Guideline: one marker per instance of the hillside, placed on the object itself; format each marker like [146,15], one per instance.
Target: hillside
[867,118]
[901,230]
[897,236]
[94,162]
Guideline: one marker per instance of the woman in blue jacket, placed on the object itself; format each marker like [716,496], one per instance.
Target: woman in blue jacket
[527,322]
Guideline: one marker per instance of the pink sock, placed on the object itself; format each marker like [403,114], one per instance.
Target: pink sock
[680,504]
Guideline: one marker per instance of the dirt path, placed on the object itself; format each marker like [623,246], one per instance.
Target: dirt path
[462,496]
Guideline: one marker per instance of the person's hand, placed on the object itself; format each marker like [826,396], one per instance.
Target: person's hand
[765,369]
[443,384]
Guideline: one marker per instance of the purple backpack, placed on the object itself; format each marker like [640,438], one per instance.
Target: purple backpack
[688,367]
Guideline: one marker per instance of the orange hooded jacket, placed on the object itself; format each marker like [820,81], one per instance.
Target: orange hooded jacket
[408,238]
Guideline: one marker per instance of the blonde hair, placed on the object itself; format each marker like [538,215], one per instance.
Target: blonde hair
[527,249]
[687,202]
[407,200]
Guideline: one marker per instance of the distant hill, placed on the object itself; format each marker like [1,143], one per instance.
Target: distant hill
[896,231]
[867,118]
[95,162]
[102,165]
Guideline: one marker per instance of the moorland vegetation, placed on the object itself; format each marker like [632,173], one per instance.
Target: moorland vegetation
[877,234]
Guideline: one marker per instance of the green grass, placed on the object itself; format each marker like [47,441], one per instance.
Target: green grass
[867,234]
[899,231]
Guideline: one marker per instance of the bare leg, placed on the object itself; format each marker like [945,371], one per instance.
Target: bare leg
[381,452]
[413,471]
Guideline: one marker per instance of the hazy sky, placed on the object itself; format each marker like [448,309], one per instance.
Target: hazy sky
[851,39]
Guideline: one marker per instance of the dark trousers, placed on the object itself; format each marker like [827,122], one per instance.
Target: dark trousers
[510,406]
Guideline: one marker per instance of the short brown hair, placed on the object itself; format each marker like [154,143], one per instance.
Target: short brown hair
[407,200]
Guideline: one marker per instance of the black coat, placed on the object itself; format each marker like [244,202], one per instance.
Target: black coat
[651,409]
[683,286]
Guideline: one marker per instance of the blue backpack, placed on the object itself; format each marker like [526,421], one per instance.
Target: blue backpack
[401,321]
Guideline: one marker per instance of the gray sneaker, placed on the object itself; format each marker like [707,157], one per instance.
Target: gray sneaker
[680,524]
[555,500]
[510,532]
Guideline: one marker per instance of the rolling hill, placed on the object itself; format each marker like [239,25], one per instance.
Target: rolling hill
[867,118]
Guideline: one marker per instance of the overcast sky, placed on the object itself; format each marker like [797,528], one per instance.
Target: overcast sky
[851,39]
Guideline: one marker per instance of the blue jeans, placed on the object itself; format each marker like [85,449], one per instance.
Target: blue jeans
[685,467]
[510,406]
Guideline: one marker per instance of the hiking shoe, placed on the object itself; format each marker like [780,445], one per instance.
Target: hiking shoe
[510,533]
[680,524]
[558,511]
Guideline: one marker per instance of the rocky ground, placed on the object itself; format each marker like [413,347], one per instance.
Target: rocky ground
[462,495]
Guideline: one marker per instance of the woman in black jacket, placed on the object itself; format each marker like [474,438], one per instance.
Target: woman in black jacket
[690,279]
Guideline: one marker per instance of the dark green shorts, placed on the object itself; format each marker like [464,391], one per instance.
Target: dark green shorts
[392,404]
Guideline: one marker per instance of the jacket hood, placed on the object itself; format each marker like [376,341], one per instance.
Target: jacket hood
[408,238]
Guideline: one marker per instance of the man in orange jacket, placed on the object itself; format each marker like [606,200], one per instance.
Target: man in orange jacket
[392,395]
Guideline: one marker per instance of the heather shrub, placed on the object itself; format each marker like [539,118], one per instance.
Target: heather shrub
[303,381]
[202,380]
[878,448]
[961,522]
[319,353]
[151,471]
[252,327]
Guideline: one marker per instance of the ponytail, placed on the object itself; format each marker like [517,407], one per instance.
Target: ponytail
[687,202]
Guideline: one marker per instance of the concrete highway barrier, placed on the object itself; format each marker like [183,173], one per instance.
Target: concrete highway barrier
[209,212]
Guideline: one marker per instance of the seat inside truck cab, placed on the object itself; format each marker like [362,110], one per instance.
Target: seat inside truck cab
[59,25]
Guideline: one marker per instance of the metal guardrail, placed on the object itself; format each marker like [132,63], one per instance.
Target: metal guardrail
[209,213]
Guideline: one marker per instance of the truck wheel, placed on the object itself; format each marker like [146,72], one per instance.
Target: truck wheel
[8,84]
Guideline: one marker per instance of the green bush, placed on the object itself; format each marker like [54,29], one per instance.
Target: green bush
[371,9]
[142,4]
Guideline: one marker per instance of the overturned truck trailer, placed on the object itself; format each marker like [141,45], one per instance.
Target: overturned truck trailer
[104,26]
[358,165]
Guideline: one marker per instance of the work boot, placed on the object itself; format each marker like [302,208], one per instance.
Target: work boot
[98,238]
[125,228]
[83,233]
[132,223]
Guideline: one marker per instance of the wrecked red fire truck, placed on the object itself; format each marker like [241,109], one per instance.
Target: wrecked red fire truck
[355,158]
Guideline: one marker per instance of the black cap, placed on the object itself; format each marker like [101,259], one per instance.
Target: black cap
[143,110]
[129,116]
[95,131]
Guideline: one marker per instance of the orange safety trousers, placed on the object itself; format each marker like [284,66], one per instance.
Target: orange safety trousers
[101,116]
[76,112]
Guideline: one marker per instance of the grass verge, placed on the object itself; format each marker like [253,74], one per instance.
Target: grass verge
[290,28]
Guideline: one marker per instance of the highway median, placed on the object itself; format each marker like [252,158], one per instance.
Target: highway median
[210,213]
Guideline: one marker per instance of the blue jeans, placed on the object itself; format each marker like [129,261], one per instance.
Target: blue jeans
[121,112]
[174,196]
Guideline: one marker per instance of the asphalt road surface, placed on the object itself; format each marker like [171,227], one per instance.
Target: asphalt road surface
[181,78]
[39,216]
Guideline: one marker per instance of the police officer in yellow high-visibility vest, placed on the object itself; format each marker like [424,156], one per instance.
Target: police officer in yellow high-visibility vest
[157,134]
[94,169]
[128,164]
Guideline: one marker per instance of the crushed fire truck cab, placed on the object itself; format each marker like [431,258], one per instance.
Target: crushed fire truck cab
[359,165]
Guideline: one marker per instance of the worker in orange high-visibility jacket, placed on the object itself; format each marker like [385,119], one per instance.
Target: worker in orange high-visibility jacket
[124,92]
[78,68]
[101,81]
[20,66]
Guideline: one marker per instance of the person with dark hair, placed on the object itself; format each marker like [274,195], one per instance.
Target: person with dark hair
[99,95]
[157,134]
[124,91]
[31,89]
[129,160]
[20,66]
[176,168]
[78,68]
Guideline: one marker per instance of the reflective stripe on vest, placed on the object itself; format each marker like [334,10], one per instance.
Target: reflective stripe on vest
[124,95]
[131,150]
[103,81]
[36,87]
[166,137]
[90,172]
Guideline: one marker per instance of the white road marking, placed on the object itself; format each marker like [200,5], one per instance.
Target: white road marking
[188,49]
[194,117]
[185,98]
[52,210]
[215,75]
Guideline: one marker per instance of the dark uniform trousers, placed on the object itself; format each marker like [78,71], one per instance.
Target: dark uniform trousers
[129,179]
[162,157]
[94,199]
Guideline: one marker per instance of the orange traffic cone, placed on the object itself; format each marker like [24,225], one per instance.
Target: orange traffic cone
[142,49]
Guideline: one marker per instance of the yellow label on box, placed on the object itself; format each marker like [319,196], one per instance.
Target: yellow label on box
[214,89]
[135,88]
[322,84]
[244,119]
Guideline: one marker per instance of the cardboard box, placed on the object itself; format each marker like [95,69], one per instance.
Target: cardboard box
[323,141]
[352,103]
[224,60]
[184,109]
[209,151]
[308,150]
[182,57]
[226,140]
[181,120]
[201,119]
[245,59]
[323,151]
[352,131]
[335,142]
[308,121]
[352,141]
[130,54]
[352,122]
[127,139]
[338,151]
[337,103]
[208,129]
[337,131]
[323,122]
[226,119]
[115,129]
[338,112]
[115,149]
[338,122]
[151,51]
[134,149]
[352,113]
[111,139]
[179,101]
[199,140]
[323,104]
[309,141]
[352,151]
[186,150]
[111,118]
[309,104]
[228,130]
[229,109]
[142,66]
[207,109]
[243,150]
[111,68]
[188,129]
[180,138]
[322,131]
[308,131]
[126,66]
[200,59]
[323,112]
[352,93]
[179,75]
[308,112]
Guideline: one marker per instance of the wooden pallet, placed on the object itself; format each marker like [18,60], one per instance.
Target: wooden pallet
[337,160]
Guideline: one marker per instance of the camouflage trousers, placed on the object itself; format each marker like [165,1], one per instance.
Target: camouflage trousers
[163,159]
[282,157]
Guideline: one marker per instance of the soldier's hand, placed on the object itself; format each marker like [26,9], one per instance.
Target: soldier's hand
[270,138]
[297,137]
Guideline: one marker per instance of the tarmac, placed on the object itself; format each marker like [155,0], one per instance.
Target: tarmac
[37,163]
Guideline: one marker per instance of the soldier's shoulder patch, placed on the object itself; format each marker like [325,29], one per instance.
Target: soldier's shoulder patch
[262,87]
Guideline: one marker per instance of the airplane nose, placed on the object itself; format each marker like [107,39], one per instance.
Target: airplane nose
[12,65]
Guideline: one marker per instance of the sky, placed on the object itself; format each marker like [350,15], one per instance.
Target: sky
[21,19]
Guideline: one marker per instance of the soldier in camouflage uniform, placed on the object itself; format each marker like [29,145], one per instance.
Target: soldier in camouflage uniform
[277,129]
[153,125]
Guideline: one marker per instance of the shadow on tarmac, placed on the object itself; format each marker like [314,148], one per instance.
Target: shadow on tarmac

■ ■ ■

Everything from the line containing "Guideline: one marker per instance of the tarmac, placed" to the last line of the entries above should be quoted exactly, and only that.

Exercise output:
Guideline: one marker per instance of the tarmac, placed on the object itself; format each marker like [155,0], one per instance.
Target: tarmac
[37,163]
Guideline: one marker per instance of the soldier's shoulder patch, placed on the object itself; format each marker like [325,29], one per instance.
Target: soldier's shoulder patch
[262,87]
Guideline: one marker per instance of the airplane nose, placed on the object itself; format each marker like [107,39], one per instance.
Target: airplane nose
[12,65]
Guideline: one marker per instance of the sky, placed on the object itself; format each marker like [350,15], one per instance.
Target: sky
[21,19]
Guideline: one marker per instance of the soldier in camouflage uniform, placed on the object itself; format each marker like [29,145], one per instance.
Target: soldier in camouflage uniform
[277,129]
[153,125]
Guideline: one marker per instance of the shadow on tarmac, placed on the object itself; format each marker like [314,148], one per instance.
Target: shadow on tarmac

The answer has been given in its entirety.